- [Task statement]: Every line in the records below that holds "water" must be identified and copied.

- [Stored data]:
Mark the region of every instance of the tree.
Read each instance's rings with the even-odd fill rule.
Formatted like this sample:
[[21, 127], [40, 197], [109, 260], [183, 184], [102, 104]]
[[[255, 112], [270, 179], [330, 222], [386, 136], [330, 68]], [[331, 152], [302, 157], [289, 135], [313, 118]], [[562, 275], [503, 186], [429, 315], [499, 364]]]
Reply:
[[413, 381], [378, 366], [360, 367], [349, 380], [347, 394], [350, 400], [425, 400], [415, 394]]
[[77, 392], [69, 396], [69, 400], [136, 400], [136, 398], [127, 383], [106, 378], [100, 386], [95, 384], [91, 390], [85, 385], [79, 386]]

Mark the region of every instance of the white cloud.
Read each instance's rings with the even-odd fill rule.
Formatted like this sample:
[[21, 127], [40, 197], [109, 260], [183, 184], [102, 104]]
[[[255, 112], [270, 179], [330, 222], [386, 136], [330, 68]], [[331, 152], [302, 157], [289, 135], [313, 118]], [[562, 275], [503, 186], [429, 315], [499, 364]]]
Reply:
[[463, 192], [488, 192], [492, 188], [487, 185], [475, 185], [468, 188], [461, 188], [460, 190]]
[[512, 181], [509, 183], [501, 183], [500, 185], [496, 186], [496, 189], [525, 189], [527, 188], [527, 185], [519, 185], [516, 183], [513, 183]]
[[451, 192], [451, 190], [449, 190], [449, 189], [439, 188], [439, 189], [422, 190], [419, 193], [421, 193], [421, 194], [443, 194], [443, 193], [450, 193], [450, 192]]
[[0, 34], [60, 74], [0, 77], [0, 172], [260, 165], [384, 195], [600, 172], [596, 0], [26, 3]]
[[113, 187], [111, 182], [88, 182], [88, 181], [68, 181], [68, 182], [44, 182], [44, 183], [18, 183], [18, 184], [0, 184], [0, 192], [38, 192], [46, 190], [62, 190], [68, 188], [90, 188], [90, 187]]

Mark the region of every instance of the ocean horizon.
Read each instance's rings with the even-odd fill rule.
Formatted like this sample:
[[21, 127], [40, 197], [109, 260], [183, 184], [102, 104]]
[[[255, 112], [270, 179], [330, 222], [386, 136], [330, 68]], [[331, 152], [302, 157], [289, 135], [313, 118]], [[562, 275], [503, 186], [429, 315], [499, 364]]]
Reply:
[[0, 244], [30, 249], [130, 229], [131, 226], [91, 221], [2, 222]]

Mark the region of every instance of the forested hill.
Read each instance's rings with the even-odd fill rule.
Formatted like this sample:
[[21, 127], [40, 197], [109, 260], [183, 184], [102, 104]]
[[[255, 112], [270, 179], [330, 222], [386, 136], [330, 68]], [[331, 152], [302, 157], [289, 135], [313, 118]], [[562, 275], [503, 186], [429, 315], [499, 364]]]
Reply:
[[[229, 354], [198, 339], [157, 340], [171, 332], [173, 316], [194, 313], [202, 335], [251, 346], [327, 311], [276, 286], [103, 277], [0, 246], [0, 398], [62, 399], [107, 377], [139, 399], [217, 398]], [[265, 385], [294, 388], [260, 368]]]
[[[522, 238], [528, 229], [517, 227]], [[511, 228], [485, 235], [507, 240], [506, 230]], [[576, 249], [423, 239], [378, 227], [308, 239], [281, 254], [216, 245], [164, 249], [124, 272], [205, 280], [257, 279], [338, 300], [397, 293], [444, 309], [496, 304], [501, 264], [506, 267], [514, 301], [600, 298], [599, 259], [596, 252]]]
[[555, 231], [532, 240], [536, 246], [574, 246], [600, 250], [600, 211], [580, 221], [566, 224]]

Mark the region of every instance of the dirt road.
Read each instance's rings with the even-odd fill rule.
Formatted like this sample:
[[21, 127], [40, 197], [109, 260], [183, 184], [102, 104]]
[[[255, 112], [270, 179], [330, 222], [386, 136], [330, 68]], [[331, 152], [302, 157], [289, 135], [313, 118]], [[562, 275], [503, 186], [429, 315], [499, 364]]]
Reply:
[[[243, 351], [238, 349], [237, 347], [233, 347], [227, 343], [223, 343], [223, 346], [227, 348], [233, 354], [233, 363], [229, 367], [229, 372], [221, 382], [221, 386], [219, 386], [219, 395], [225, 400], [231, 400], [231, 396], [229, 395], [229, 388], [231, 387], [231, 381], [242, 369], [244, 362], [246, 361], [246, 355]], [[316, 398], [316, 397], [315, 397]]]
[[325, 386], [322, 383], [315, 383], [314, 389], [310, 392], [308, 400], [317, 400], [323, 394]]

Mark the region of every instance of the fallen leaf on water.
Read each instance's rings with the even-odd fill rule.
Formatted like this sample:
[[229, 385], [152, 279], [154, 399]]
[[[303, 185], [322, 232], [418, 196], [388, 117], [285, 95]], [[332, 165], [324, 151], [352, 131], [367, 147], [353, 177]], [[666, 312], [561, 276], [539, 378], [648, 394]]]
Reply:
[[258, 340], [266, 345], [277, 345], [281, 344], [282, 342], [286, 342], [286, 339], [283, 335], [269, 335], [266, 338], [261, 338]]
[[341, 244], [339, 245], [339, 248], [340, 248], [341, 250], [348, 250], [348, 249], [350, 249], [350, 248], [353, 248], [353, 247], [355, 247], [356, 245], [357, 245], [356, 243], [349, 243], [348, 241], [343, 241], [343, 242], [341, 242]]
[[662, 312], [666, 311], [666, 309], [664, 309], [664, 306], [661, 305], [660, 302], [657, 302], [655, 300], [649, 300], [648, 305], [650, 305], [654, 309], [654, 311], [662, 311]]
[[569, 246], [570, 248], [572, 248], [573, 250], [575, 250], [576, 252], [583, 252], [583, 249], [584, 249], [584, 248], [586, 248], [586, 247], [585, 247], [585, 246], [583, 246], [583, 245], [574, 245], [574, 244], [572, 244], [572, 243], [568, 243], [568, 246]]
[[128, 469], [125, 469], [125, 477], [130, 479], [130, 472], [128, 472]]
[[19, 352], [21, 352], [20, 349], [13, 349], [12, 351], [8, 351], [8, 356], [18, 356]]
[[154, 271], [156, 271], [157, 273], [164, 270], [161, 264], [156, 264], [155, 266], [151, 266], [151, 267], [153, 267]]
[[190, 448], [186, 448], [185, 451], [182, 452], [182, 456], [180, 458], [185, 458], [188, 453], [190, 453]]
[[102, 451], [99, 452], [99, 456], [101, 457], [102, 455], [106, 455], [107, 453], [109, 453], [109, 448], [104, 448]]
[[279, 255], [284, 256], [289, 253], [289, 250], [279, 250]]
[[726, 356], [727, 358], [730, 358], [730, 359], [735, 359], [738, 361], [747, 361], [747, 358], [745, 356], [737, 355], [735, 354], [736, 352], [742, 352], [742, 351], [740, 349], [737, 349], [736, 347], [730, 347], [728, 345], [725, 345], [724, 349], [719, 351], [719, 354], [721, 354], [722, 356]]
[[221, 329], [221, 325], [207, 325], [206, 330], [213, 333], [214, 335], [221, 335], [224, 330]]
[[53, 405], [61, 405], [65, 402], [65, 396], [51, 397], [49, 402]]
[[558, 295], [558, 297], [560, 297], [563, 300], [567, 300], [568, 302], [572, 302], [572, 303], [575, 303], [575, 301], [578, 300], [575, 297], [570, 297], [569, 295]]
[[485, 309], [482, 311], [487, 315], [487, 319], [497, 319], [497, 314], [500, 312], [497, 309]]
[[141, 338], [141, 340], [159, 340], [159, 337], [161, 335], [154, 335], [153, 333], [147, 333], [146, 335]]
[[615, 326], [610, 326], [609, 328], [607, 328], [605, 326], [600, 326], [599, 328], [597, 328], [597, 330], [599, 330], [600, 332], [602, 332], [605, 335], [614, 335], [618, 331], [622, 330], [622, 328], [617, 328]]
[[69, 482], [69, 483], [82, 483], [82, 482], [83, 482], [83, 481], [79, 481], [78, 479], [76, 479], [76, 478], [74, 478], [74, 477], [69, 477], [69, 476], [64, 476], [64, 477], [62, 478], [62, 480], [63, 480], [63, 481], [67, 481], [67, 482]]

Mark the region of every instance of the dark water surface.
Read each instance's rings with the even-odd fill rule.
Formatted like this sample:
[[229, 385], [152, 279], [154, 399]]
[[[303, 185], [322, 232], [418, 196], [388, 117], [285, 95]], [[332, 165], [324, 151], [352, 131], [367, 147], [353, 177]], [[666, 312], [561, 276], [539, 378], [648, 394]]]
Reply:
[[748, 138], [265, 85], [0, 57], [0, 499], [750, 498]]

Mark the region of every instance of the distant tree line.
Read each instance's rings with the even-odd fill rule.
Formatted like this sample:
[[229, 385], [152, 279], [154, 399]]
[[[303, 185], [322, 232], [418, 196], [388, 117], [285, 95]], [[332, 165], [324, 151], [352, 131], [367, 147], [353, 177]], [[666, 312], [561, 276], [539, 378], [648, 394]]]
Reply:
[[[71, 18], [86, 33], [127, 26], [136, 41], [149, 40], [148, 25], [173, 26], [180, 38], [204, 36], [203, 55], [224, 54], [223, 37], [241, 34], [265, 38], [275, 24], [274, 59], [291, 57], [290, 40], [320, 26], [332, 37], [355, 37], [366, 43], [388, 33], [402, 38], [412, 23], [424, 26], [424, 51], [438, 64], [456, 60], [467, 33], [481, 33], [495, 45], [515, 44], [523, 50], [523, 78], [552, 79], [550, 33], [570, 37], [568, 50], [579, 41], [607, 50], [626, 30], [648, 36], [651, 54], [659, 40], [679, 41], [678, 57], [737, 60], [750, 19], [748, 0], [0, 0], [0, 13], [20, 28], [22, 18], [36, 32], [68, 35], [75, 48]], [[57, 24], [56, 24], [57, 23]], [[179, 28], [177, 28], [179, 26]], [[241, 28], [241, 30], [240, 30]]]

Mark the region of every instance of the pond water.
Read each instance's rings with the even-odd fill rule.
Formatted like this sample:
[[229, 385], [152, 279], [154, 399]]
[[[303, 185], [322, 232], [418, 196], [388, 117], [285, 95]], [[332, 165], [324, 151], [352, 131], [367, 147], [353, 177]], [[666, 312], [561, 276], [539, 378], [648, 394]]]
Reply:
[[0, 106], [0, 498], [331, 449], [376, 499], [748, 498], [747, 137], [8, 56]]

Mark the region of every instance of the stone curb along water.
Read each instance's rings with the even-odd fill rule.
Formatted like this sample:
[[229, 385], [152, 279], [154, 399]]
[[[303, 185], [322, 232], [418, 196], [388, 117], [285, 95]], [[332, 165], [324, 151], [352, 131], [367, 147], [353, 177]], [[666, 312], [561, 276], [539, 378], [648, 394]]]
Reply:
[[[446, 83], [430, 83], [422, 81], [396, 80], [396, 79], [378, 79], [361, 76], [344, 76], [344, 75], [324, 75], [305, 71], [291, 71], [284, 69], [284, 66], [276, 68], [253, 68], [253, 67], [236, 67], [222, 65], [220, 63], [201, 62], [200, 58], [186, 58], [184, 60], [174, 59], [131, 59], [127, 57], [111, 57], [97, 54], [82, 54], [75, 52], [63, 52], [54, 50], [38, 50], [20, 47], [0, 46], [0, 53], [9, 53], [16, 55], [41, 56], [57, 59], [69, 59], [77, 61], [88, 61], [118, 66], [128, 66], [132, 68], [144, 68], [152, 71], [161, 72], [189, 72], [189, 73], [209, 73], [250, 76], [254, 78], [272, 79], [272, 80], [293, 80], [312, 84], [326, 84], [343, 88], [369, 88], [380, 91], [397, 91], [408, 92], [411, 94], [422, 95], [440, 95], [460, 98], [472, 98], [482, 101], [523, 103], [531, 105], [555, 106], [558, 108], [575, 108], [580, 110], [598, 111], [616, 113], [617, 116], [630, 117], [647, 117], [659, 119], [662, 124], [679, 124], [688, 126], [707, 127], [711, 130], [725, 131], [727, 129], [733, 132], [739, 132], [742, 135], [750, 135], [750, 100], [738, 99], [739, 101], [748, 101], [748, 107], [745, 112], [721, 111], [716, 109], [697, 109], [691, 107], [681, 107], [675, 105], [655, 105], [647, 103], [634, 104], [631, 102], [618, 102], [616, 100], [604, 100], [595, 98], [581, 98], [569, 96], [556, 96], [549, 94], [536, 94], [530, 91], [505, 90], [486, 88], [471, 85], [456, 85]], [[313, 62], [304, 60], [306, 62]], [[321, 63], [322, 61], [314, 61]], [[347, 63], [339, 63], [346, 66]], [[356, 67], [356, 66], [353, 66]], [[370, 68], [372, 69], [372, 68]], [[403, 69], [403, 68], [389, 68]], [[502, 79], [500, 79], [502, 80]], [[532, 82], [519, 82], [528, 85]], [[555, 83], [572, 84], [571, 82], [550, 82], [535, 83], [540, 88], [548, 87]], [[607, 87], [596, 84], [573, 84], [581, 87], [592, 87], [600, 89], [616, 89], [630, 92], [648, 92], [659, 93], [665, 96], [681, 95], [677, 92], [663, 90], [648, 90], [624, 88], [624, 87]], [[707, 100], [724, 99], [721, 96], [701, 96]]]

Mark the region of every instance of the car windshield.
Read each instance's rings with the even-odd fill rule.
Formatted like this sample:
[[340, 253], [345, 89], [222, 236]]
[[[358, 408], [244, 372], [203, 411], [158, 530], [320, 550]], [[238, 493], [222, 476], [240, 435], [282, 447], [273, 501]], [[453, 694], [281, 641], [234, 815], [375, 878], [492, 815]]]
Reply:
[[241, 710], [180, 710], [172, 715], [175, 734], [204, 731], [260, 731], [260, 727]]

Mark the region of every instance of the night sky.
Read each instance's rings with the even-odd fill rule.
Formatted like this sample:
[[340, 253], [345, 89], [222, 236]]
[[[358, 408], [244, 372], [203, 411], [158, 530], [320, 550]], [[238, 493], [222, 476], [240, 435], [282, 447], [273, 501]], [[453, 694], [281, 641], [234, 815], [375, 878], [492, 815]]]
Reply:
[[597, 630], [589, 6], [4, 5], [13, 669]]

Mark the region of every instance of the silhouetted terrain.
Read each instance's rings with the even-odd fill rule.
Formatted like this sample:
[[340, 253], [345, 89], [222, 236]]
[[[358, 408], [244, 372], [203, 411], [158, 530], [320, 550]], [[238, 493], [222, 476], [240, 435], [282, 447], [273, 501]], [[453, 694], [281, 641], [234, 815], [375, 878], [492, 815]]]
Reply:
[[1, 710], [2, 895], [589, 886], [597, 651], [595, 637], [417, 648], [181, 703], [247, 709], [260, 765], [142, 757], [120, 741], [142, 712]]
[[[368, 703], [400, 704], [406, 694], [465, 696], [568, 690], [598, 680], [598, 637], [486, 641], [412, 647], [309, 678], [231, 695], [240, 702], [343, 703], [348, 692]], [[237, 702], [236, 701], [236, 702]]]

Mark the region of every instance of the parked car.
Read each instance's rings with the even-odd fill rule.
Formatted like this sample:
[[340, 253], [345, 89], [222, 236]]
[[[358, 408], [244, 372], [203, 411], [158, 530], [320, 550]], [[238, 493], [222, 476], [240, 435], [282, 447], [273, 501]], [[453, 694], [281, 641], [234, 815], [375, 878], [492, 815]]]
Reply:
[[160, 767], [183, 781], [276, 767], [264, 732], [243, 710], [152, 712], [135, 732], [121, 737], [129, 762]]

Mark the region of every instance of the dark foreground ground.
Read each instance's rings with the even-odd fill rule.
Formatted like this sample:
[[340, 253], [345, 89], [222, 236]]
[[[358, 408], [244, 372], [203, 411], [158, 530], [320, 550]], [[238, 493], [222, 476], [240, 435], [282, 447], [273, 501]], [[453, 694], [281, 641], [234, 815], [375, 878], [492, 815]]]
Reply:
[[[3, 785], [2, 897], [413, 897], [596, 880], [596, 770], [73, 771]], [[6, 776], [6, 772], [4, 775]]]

- [Task output]:
Mark the region of every instance of the fallen leaf on water.
Mark the region of every instance of the dark water surface.
Mark the region of every instance of the pond water.
Mark the region of every instance of the stone curb along water.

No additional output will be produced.